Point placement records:
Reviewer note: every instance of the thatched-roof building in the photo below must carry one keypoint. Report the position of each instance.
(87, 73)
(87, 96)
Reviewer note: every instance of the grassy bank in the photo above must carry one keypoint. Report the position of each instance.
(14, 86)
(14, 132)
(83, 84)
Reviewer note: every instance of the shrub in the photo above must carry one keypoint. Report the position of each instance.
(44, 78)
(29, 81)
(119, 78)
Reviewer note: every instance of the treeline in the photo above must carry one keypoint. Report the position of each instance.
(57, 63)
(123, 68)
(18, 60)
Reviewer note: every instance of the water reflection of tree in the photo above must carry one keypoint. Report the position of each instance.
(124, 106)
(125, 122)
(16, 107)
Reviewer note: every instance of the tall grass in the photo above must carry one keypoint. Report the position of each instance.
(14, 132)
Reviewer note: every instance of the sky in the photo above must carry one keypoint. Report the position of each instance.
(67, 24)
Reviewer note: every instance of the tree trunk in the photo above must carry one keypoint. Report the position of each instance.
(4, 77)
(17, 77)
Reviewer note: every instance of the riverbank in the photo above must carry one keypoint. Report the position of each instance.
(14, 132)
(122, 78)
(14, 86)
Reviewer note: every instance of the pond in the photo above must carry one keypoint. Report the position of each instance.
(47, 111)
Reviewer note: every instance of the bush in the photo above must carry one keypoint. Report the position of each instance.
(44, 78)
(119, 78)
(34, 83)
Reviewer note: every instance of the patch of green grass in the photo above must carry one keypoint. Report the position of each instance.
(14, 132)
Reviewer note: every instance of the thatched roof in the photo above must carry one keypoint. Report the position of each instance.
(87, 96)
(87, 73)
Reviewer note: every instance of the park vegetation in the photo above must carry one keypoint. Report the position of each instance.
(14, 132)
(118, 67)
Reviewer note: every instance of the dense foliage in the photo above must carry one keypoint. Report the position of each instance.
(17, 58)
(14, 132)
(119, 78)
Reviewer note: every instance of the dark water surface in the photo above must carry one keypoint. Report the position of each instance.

→ WHAT TO DO
Copy the lines from the one containing "Reviewer note: every instance of the sky" through the end of the records, swapping "keypoint" for "marker" and leaving everything else unchanged.

→ ANSWER FOR THIS EXERCISE
Reviewer note: every instance of the sky in the photo above must carry one marker. Report the position of each instance.
(67, 24)
Reviewer note: every instance of the tree trunk in the photo above must carry one marker. Report the position of each instance.
(4, 77)
(17, 77)
Reviewer note: every instance of the riverbank in the photo above must carry one marker. Report the position of each instance.
(14, 132)
(122, 78)
(14, 86)
Reviewer note: every instance of the pond in the photo above must carry one marker. Report the position of each instance.
(47, 111)
Reviewer note: every instance of the bush in the photo above must carry one marker. Report the position of each instance.
(44, 78)
(119, 78)
(34, 83)
Reviewer note: every instance of the patch of green grass in the photo above must carry one marker. Report the position of each instance.
(14, 132)
Reviewer note: every instance of the thatched roof in the photo above must carry one marker. Report the position of each instance.
(87, 96)
(87, 73)
Reviewer note: every instance of the park vegetation in the photo above must carry one marker. Report the position of each instance.
(14, 132)
(118, 67)
Reviewer note: every instance of the dense foliage in the photo above must carry one marker. Report the position of each instance.
(17, 58)
(14, 132)
(119, 78)
Reviewer note: every instance of the dark water surface in the photo above must carry one marker. Report the position of each instance.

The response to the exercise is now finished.